Transcribe all records exactly.
_ _ _ _ _
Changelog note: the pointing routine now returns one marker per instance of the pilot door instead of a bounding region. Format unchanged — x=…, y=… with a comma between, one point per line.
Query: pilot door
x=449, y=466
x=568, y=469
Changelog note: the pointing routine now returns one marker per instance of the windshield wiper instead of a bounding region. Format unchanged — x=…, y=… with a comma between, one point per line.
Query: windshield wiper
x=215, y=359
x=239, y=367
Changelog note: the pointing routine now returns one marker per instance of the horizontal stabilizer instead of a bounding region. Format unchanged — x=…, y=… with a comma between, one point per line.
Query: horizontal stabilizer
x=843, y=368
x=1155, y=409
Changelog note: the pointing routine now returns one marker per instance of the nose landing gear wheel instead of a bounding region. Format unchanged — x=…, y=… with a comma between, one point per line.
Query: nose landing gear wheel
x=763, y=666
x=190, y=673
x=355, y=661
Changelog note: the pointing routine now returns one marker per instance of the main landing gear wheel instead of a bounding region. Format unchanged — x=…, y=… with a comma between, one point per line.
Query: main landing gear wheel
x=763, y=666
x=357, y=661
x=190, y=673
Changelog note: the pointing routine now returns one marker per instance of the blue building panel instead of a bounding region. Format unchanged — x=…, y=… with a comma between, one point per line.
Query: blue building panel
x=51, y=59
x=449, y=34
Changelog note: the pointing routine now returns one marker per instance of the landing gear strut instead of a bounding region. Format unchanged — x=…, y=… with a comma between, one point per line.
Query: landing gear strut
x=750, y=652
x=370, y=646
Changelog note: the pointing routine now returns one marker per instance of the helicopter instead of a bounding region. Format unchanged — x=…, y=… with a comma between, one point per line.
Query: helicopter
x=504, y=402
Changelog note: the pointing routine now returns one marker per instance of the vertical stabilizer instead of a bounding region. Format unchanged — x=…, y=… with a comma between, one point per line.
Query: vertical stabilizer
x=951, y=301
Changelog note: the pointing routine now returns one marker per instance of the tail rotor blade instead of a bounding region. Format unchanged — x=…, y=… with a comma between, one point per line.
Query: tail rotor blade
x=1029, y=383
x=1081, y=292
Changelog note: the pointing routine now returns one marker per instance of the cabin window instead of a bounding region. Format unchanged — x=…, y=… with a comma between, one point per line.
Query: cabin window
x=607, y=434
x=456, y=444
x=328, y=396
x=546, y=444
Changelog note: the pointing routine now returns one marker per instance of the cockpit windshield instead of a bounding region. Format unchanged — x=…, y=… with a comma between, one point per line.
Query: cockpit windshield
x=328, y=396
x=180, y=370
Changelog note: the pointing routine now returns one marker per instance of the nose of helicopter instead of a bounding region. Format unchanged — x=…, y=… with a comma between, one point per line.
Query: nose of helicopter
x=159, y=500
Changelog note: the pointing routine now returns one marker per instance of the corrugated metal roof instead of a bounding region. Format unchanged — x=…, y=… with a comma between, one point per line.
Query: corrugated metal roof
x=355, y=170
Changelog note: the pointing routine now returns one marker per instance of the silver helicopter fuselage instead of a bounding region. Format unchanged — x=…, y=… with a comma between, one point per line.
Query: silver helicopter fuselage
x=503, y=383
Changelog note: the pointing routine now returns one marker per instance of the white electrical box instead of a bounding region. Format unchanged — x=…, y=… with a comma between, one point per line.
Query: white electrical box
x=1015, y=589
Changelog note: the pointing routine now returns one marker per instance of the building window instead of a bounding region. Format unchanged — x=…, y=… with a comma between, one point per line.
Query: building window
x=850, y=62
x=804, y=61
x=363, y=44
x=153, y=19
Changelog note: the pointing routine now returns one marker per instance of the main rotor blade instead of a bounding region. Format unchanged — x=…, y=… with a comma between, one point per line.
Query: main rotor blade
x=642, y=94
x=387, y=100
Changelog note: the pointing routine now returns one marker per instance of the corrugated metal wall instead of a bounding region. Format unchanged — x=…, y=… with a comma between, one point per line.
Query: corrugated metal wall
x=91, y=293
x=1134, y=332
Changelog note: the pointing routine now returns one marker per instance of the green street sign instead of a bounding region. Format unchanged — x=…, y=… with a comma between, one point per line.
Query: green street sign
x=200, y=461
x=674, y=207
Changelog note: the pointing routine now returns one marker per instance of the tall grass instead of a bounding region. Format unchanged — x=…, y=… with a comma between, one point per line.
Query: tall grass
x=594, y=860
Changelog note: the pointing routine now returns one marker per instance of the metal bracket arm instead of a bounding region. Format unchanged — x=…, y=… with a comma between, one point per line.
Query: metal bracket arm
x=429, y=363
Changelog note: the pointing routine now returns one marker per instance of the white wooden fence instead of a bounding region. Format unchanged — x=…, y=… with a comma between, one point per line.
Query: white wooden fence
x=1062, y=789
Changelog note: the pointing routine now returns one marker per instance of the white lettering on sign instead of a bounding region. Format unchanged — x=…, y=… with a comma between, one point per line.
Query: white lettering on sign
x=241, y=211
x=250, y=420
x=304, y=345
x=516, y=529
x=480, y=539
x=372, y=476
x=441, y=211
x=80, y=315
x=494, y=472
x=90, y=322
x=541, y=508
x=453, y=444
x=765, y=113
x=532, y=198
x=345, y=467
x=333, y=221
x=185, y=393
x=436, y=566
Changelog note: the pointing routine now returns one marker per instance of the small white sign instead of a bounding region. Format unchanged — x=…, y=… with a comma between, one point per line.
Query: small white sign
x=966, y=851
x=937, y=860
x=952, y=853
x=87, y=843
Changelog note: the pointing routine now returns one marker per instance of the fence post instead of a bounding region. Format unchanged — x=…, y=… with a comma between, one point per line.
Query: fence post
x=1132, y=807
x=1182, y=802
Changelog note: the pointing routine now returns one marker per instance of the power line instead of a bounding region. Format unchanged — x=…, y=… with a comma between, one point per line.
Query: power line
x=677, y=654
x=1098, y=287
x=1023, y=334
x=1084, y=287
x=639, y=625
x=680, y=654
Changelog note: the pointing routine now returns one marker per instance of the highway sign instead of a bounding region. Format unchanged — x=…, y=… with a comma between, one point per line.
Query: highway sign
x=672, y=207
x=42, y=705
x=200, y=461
_ _ _ _ _
■ **EXPECTED ANSWER**:
Changelog note: the pointing routine now returns one marker per instance of the pilot door instead of a bounding region. Format unchanged — x=…, y=… with a comma between, one point per line.
Query: pilot door
x=449, y=466
x=568, y=469
Changelog note: the pointing routine now returns one marker per instance of the windshield wiper instead of a bounding region. Format unchanged — x=…, y=… with a comma between, one point per line.
Query: windshield wiper
x=215, y=359
x=239, y=367
Changelog note: the pointing routine now returns one marker per instance of the horizontal stabilizer instead of a bounding region. Format unchanged — x=…, y=… with a comma between, one point per line.
Query: horizontal stabilizer
x=843, y=368
x=1155, y=409
Changelog note: the pointing routine now returns one marker per instance of the nose landing gear wheel instead of a bounding region. Format unchanged — x=…, y=… with a comma between, one point per line.
Query: nose landing gear wheel
x=763, y=666
x=190, y=673
x=355, y=661
Changelog note: the pointing routine now returns one marker per instance of the main landing gear wheel instead of a bounding region. Format unchanged — x=…, y=… with a comma between, one point per line.
Query: main landing gear wheel
x=763, y=666
x=357, y=661
x=190, y=673
Changelog note: the pointing routine now returns one marker per instance of the blue building panel instead of a bounding region. Format unchanged — x=…, y=… with a comma between, one point per line.
Query: blue building panel
x=51, y=59
x=449, y=34
Changelog note: the pointing routine now returns one marker per instance of the landing gear strut instead of a bounding region. Format unchanged — x=…, y=… with a comma between, one point per line.
Query: landing gear strut
x=750, y=652
x=370, y=646
Changelog note: the pointing routine now returns one marker per instance of the helicopter instead of a bounding region. Format unchanged — x=…, y=… with a comma between, one point per line.
Query: helicopter
x=504, y=402
Changelog note: the pointing routine now returns one marker per instance of the vertical stabilizer instead of a bounding region. Format unchanged — x=…, y=… with a comma between, one point per line.
Query: vertical stabilizer
x=951, y=301
Changelog note: the pointing routine now returns one marker per instance of the tail rotor blade instead of a bounding region. Format unchanged — x=…, y=… with a comma between, one point per line.
Query: tail rotor blade
x=1029, y=383
x=1081, y=292
Changelog note: the pointing routine now returns one marker per instance of the cabin window instead of a bounding region. Format unchanged — x=…, y=… with a comma between, one point per line.
Query: cabin window
x=607, y=434
x=456, y=444
x=328, y=396
x=546, y=444
Changelog note: the pointing routine now returns one marker per instance of the cockpit windshield instead of a bounding region. Format unchanged — x=…, y=… with a comma between, one point per line.
Query: cockpit windshield
x=328, y=396
x=180, y=370
Changelog note: the pointing routine now returns one marker per instance of the nose of helicopter instead of a bounding region. Format unchanged — x=…, y=… with a comma between, one point per line.
Query: nose of helicopter
x=159, y=500
Changelog note: the pointing routine now returns one marker per instance of the corrugated metal roof instead of a bounding region. Format unchanged — x=…, y=… with a comma between, one point per line.
Query: corrugated metal roof
x=355, y=170
Changelog note: the pointing routine now returns one marker per instance of the silver helicopter fuselage instead of a bounding region. Format unchanged — x=…, y=… with a comma between, one point per line.
Query: silver helicopter fuselage
x=503, y=383
Changelog note: the pointing routine now returns one marker per instance of the white electrical box instead of a bounding region. Format unchanged — x=…, y=… with a comma between, one point per line.
Query: white electrical box
x=1015, y=589
Changelog note: the pointing routine now returns one marker per instance of the building window instead of a bounding region. Format unchanged — x=…, y=… with a comma between, one point per line.
Query: building window
x=850, y=62
x=804, y=61
x=363, y=44
x=153, y=19
Changelog note: the pointing routine now returns one marker per instance of the main rotor blade instead of a bounding region. Format unchanged — x=…, y=… with a comma between, one point per line.
Query: main rotor blade
x=642, y=94
x=387, y=100
Changelog note: the pointing routine now returns one marker per instance of the corrugated metal wall instead of a bounding region. Format unchanged — x=…, y=… with a comma between, one point per line.
Query: corrugated metal wall
x=91, y=293
x=1134, y=332
Changelog note: the pointing routine now returns one marker per instance of the green street sign instead of a bounding region. Format unchanged — x=…, y=… with a comma between, one point per line.
Query: green street sign
x=200, y=461
x=674, y=207
Changelog note: the pointing routine now returns one marker per instance of the tall grass instead of a bounding region. Format unchanged — x=…, y=… with a comma between, one point per line.
Query: tall grass
x=594, y=860
Changelog note: the pointing routine now returns one marker per instance of the metal bracket arm instead of a bounding region. Format unchanged — x=…, y=… with a comma between, one point per line.
Query: metal bracket arm
x=429, y=363
Changelog note: the pointing routine now returns one marker per instance of the white wooden fence instead of a bounding region. Format unchanged — x=…, y=… with a comma between, one point per line.
Query: white wooden fence
x=1062, y=789
Changelog note: the pointing routine now returns one marker per instance of the white lettering on sign instead of a bounding region. Format unchanged — x=…, y=… with a comma between, one point per line.
Query: white lettering on sign
x=241, y=211
x=250, y=420
x=304, y=345
x=516, y=529
x=480, y=539
x=372, y=476
x=441, y=211
x=80, y=315
x=494, y=472
x=90, y=322
x=541, y=508
x=453, y=444
x=765, y=113
x=532, y=198
x=345, y=467
x=333, y=221
x=185, y=393
x=436, y=566
Changelog note: the pointing routine now returns one marker per instance of the small white sign instead of a bounding region. Format unchanged — x=…, y=… with a comma between, one point per line.
Query: small white sign
x=966, y=851
x=937, y=860
x=952, y=853
x=87, y=843
Changelog note: the pointing routine now returns one marker per instance of the fence post instead of a bounding region. Format unchanged — x=…, y=… with a comma between, one point per line.
Query: fence post
x=1132, y=807
x=1182, y=802
Changelog note: the pointing routine now returns one marker per instance of the power line instead of a bounding region. Format unchanged — x=…, y=… with a comma between, one point per line.
Query: power line
x=677, y=654
x=1098, y=287
x=1023, y=334
x=1084, y=287
x=639, y=625
x=680, y=654
Changelog note: the pointing routine now returns one marker per instance of the highway sign instead of a bounding region. Format unchanged — x=…, y=… with a comma between, one point per line.
Query: highway sign
x=672, y=207
x=42, y=705
x=200, y=461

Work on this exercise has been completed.